## WAS ERWARTET WIRD
Gib aus dem Text über das Todesurteil gegen Öcalan den Teil zwischen „Die türkische Generalstaatsanwaltschaft“ und „ist nicht bindend.“ wörtlich wieder, beide eingeschlossen.

Die Zeit online, 30.12.1999

Todesurteil gegen PKK-Chef Öcalan bestätigt - Ankara berät bald über Folgen von Straßburger Entscheidung

Die türkische Generalstaatsanwaltschaft hat eine Überprüfung des Todesurteils gegen den Kurdenführer Abdullah Öcalan abgelehnt. Mit der Entscheidung von Generalstaatsanwalt Vural Savas ist der Rechtsweg für den Chef der Arbeiterpartei Kurdistans (PKK) in der Türkei erschöpft. Öcalans Anwälte hatten jedoch bereits zuvor den Europäischen Gerichtshof für Menschenrechte angerufen. Der türkische Ministerpräsident Bülent Ecevit kündigte am Donnerstag an, die Regierung werde Anfang des Jahres darüber entscheiden, ob sie einem Urteil der Straßburger Richter Folge leisten wird. Die noch ausstehende Entscheidung des Menschenrechts-Gerichtshofs ist nicht bindend.

## INFORMATIONEN
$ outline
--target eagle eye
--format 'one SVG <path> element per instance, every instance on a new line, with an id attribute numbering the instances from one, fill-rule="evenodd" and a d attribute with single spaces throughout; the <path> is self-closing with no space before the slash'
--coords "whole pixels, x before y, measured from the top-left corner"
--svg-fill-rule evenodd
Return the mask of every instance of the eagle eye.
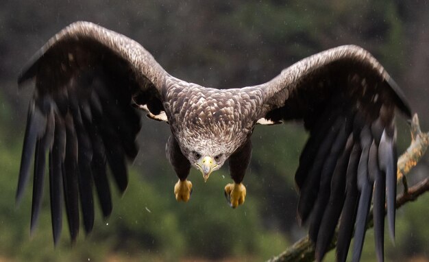
<path id="1" fill-rule="evenodd" d="M 214 156 L 214 160 L 216 162 L 219 161 L 221 159 L 221 155 L 222 155 L 221 154 L 219 154 L 217 156 Z"/>
<path id="2" fill-rule="evenodd" d="M 195 157 L 195 158 L 199 159 L 199 158 L 201 158 L 201 154 L 194 151 L 194 156 Z"/>

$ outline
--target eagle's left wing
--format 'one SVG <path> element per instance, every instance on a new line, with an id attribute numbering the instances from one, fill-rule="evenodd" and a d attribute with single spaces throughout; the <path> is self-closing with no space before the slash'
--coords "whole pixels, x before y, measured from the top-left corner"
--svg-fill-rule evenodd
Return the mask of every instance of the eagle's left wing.
<path id="1" fill-rule="evenodd" d="M 265 119 L 303 119 L 310 132 L 295 181 L 297 215 L 301 222 L 310 217 L 316 259 L 323 259 L 339 220 L 337 259 L 345 261 L 356 226 L 353 259 L 359 260 L 372 199 L 376 252 L 382 260 L 386 197 L 394 237 L 395 108 L 411 116 L 401 90 L 370 53 L 356 46 L 304 59 L 259 86 L 268 108 Z"/>

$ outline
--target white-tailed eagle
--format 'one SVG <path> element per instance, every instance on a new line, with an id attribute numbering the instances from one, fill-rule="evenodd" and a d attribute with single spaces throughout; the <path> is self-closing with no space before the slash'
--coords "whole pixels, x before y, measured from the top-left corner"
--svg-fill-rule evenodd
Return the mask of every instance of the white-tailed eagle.
<path id="1" fill-rule="evenodd" d="M 121 34 L 77 22 L 36 53 L 19 83 L 33 79 L 16 198 L 23 195 L 34 155 L 34 228 L 47 163 L 56 243 L 63 198 L 73 241 L 79 202 L 86 231 L 93 228 L 93 187 L 103 215 L 110 214 L 107 166 L 123 191 L 127 159 L 138 152 L 143 110 L 171 128 L 167 155 L 179 178 L 174 187 L 178 201 L 189 200 L 191 167 L 207 180 L 228 160 L 233 182 L 225 187 L 225 195 L 232 207 L 243 204 L 255 126 L 302 119 L 310 137 L 295 175 L 297 214 L 301 223 L 309 223 L 316 259 L 323 257 L 339 222 L 338 260 L 345 260 L 353 235 L 354 260 L 359 260 L 371 202 L 379 260 L 385 203 L 394 237 L 395 108 L 407 119 L 411 113 L 397 84 L 362 48 L 333 48 L 265 84 L 217 89 L 169 75 L 141 45 Z"/>

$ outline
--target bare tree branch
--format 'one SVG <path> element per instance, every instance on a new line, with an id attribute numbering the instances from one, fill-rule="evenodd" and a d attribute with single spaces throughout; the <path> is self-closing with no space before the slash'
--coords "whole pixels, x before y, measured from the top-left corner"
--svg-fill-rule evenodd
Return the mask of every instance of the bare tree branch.
<path id="1" fill-rule="evenodd" d="M 405 190 L 396 198 L 396 209 L 411 201 L 415 200 L 419 195 L 429 191 L 429 178 L 420 181 L 416 185 L 408 188 L 405 175 L 414 167 L 421 158 L 429 145 L 429 132 L 422 133 L 420 130 L 419 118 L 417 114 L 413 117 L 410 123 L 411 144 L 397 161 L 397 180 L 403 181 Z M 402 178 L 402 179 L 401 179 Z M 369 212 L 367 229 L 373 226 L 372 211 Z M 333 249 L 336 244 L 338 228 L 332 239 L 329 250 Z M 269 262 L 279 261 L 312 261 L 315 259 L 315 245 L 307 235 L 289 247 L 284 252 L 269 259 Z"/>

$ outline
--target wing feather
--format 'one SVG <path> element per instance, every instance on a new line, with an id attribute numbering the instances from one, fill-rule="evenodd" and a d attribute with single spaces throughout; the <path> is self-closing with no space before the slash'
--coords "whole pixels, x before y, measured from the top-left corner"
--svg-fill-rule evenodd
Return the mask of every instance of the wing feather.
<path id="1" fill-rule="evenodd" d="M 354 228 L 353 260 L 359 259 L 375 188 L 376 246 L 382 261 L 384 199 L 394 237 L 394 110 L 411 117 L 399 86 L 369 53 L 347 45 L 305 58 L 254 88 L 262 91 L 266 108 L 258 117 L 302 119 L 310 132 L 295 181 L 299 222 L 311 217 L 316 259 L 323 259 L 339 221 L 337 259 L 345 261 Z"/>
<path id="2" fill-rule="evenodd" d="M 34 154 L 32 231 L 42 204 L 47 152 L 54 243 L 61 233 L 62 201 L 73 241 L 81 213 L 85 231 L 93 229 L 94 186 L 103 215 L 110 214 L 106 165 L 123 192 L 128 181 L 127 160 L 138 152 L 140 121 L 133 99 L 138 97 L 142 106 L 150 102 L 150 108 L 163 110 L 167 78 L 169 75 L 136 42 L 87 22 L 64 28 L 33 56 L 18 79 L 19 84 L 34 79 L 36 90 L 16 191 L 19 201 Z"/>

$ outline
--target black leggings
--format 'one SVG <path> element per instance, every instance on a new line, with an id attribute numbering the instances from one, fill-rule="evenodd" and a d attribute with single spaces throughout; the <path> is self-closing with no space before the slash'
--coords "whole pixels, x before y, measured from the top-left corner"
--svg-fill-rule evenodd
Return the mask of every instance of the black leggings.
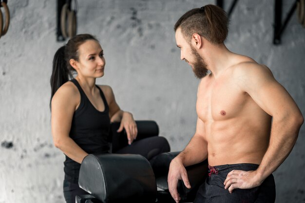
<path id="1" fill-rule="evenodd" d="M 156 155 L 170 151 L 170 149 L 166 139 L 163 137 L 153 136 L 134 142 L 131 145 L 118 150 L 115 153 L 140 154 L 152 164 Z M 64 180 L 63 194 L 67 203 L 75 203 L 76 195 L 88 194 L 79 187 L 78 184 Z"/>

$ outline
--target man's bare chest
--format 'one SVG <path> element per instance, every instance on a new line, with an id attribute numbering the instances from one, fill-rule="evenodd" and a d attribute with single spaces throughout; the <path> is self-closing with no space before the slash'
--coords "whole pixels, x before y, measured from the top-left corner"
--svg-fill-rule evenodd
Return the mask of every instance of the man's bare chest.
<path id="1" fill-rule="evenodd" d="M 229 119 L 242 111 L 249 95 L 232 81 L 206 84 L 198 89 L 196 109 L 204 122 Z"/>

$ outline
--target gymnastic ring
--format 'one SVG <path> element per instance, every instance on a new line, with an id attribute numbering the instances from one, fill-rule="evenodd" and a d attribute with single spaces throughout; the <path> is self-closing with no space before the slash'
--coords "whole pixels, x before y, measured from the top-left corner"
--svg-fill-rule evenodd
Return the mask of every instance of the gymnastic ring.
<path id="1" fill-rule="evenodd" d="M 303 27 L 305 27 L 305 0 L 301 0 L 303 2 Z M 302 9 L 301 8 L 301 9 Z"/>
<path id="2" fill-rule="evenodd" d="M 2 36 L 2 28 L 3 25 L 3 18 L 2 16 L 2 12 L 1 11 L 1 9 L 0 9 L 0 38 L 1 38 L 1 36 Z"/>
<path id="3" fill-rule="evenodd" d="M 66 22 L 67 19 L 67 14 L 69 13 L 69 9 L 68 8 L 68 4 L 65 4 L 61 9 L 60 13 L 60 29 L 61 30 L 61 34 L 64 38 L 68 37 L 67 31 L 66 31 Z"/>
<path id="4" fill-rule="evenodd" d="M 4 8 L 4 11 L 5 11 L 5 25 L 4 26 L 4 28 L 3 29 L 1 34 L 2 36 L 4 36 L 7 32 L 8 27 L 10 25 L 10 11 L 8 10 L 7 5 L 6 5 L 5 2 L 2 2 L 1 5 Z M 2 27 L 1 26 L 1 28 L 2 29 Z"/>
<path id="5" fill-rule="evenodd" d="M 68 35 L 72 38 L 76 34 L 76 15 L 75 11 L 70 11 L 68 14 Z"/>
<path id="6" fill-rule="evenodd" d="M 299 0 L 297 3 L 298 18 L 301 24 L 305 21 L 305 0 Z"/>

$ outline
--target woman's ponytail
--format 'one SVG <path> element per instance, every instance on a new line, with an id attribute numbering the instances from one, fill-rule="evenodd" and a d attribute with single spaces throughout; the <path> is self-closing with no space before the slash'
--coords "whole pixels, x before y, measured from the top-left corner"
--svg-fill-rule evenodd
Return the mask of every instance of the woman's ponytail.
<path id="1" fill-rule="evenodd" d="M 59 48 L 55 53 L 53 58 L 52 74 L 50 80 L 51 91 L 50 100 L 50 108 L 51 102 L 57 90 L 64 83 L 69 81 L 69 77 L 72 77 L 72 74 L 68 69 L 65 59 L 65 46 L 63 46 Z"/>
<path id="2" fill-rule="evenodd" d="M 56 91 L 69 80 L 73 78 L 72 72 L 75 70 L 70 64 L 70 60 L 74 59 L 78 61 L 78 50 L 79 46 L 88 40 L 98 41 L 94 36 L 90 34 L 77 35 L 71 38 L 66 45 L 57 50 L 53 59 L 52 74 L 51 76 L 51 102 Z"/>

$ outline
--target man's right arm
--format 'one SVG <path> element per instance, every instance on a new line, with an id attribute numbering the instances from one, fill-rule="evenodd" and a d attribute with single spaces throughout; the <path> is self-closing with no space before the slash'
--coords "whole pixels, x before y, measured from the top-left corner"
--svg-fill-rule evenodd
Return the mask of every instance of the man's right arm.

## DEINE ANTWORT
Die türkische Generalstaatsanwaltschaft hat eine Überprüfung des Todesurteils gegen den Kurdenführer Abdullah Öcalan abgelehnt. Mit der Entscheidung von Generalstaatsanwalt Vural Savas ist der Rechtsweg für den Chef der Arbeiterpartei Kurdistans (PKK) in der Türkei erschöpft. Öcalans Anwälte hatten jedoch bereits zuvor den Europäischen Gerichtshof für Menschenrechte angerufen. Der türkische Ministerpräsident Bülent Ecevit kündigte am Donnerstag an, die Regierung werde Anfang des Jahres darüber entscheiden, ob sie einem Urteil der Straßburger Richter Folge leisten wird. Die noch ausstehende Entscheidung des Menschenrechts-Gerichtshofs ist nicht bindend.